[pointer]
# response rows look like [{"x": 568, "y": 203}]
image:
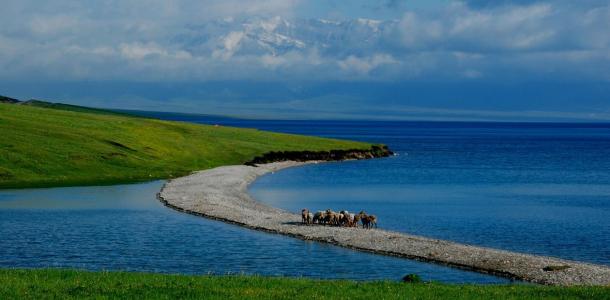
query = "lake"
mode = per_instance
[
  {"x": 536, "y": 188},
  {"x": 125, "y": 227}
]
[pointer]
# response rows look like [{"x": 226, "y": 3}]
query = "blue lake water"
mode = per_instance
[
  {"x": 125, "y": 227},
  {"x": 536, "y": 188}
]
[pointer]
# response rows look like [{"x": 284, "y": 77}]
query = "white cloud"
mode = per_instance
[
  {"x": 230, "y": 39},
  {"x": 364, "y": 65}
]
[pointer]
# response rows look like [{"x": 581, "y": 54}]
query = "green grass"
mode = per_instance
[
  {"x": 70, "y": 107},
  {"x": 56, "y": 147},
  {"x": 66, "y": 284}
]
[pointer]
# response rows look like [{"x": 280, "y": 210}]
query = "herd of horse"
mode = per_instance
[{"x": 342, "y": 218}]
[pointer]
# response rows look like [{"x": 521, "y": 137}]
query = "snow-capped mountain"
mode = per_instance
[{"x": 277, "y": 36}]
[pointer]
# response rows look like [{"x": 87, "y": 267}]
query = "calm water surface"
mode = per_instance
[
  {"x": 126, "y": 228},
  {"x": 535, "y": 188}
]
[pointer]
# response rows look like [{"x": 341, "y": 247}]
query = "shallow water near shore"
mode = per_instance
[
  {"x": 126, "y": 228},
  {"x": 533, "y": 188}
]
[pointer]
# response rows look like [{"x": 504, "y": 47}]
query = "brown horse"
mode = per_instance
[{"x": 305, "y": 216}]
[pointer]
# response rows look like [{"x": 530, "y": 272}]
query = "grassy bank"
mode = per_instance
[
  {"x": 52, "y": 147},
  {"x": 37, "y": 284}
]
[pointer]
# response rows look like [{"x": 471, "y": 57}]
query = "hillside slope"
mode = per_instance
[{"x": 50, "y": 147}]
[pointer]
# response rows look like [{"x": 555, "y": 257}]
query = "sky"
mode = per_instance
[{"x": 390, "y": 60}]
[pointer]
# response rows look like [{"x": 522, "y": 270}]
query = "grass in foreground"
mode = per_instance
[
  {"x": 54, "y": 147},
  {"x": 65, "y": 284}
]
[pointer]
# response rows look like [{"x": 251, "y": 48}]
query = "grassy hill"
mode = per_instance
[
  {"x": 70, "y": 107},
  {"x": 67, "y": 284},
  {"x": 51, "y": 147}
]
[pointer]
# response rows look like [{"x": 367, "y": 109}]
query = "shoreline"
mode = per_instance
[{"x": 221, "y": 194}]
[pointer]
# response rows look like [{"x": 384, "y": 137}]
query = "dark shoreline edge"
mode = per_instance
[
  {"x": 376, "y": 151},
  {"x": 496, "y": 262}
]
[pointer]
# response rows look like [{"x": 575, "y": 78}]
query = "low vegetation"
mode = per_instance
[
  {"x": 54, "y": 145},
  {"x": 67, "y": 284}
]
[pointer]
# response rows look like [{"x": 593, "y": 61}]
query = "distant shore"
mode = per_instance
[{"x": 221, "y": 194}]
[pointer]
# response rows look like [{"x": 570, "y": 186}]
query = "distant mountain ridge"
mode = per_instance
[
  {"x": 59, "y": 106},
  {"x": 277, "y": 36}
]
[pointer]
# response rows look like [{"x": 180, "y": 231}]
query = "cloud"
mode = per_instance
[{"x": 268, "y": 40}]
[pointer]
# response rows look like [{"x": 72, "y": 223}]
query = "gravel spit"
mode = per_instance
[{"x": 221, "y": 194}]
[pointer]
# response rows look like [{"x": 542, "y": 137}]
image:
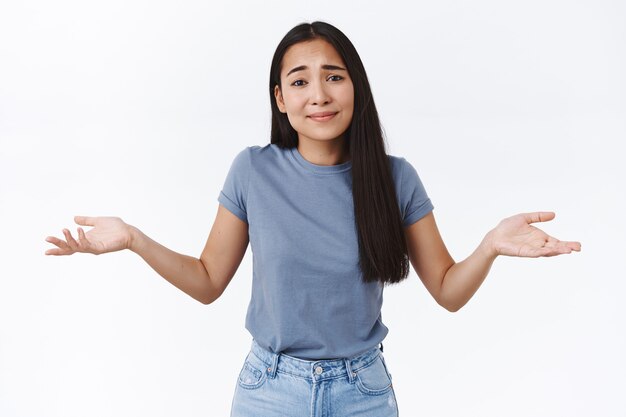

______

Provide solely the number of lines in the data that include the word "mountain".

2